* Begin Text extract *
Finally, we created summary plots for the models. Our first plot shows the actual vs. predicted coffee quality scores for each model, all on the same scale for comparison. It appears that the linear models produced the most accurate predictions. 

When we calculate the percent error for the predictions, we get an even clearer picture of the accuracy—the elasticnet and support vector regression (SVR) models have an error closest to zero. The random forest and neural network models clearly did not perform as well, with much higher (though still barely less than -.15%) percent error. If we remove the worst performing models from the chart, we can see the differences between the other models in slightly greater detail. The elasticnet and SVR models, however, still appear to have performed with similar accuracy.
* End Text extract *
▸ What to work on:
a) Answer these questions about the text on coffee quality predictions:
(i) According to the first summary plot, which type of model produced the most accurate predictions?
(ii) Which two models have a percent error closest to zero?
(iii) Which two models clearly did not perform as well?
b) Write the next few sentences of the text on coffee quality predictions.
* Begin Data shown *
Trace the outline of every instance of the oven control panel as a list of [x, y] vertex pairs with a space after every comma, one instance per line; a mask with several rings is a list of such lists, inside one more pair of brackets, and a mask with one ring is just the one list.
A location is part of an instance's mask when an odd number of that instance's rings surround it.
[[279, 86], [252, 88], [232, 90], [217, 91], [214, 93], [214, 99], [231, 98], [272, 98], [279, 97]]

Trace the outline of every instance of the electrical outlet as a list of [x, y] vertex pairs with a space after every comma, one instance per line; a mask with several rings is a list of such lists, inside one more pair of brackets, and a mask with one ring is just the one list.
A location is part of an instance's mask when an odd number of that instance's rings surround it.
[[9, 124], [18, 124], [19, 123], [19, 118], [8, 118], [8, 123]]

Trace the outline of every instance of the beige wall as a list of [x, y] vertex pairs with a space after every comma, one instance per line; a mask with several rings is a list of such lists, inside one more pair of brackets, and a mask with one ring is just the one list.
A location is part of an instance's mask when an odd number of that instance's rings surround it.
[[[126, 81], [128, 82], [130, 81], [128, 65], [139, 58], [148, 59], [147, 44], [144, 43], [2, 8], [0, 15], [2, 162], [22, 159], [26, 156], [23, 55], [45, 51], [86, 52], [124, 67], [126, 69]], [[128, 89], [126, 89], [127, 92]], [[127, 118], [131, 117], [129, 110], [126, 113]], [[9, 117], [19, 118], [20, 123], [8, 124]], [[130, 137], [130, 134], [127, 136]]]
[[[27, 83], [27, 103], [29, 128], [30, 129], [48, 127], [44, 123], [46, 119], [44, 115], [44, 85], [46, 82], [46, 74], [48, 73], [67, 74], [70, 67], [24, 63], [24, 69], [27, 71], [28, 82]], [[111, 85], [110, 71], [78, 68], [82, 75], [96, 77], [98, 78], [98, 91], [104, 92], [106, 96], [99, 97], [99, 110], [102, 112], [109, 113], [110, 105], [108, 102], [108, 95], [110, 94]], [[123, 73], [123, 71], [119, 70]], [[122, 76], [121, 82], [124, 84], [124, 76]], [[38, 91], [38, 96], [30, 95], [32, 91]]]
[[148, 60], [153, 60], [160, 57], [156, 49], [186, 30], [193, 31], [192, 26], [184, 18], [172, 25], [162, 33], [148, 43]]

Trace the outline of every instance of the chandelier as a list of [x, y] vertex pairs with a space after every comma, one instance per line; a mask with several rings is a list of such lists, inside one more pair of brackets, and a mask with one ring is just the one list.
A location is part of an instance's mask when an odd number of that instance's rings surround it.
* End Data shown *
▸ Results for the exercise:
a)
(i) The linear models.
(ii) The elasticnet and support vector regression (SVR) models.
(iii) The random forest and neural network models.

b)
We can also see that the R2 scores for the linear models are higher than the other models, surprisingly including SVR. 

At face value it appears the models with R2 scores close to 1 are the most accurate at predicting coffee quality scores, but we must also examine the residual plots to be sure. Residuals represent the difference between predicted and actual values. The closer they are to 0, the more accurate the model’s predictions are. Here we confirm that the linear models provided the most accurate predictions for coffee quality. Again, if we remove the neural networks from the comparison and rescale the charts to display the residuals with even more granularity, it is revealed that the elasticnet model had the smallest variance between actual and predicted scores. This combined with the model's high R2 score suggests that the **ElasticNet** model predicted coffee quality scores with the greatest accuracy.

In [47]:
# overall results--subplots of all models separately
fig8, axs8 = plt.subplots(2,4, figsize=(10,5), sharex=True, sharey=True)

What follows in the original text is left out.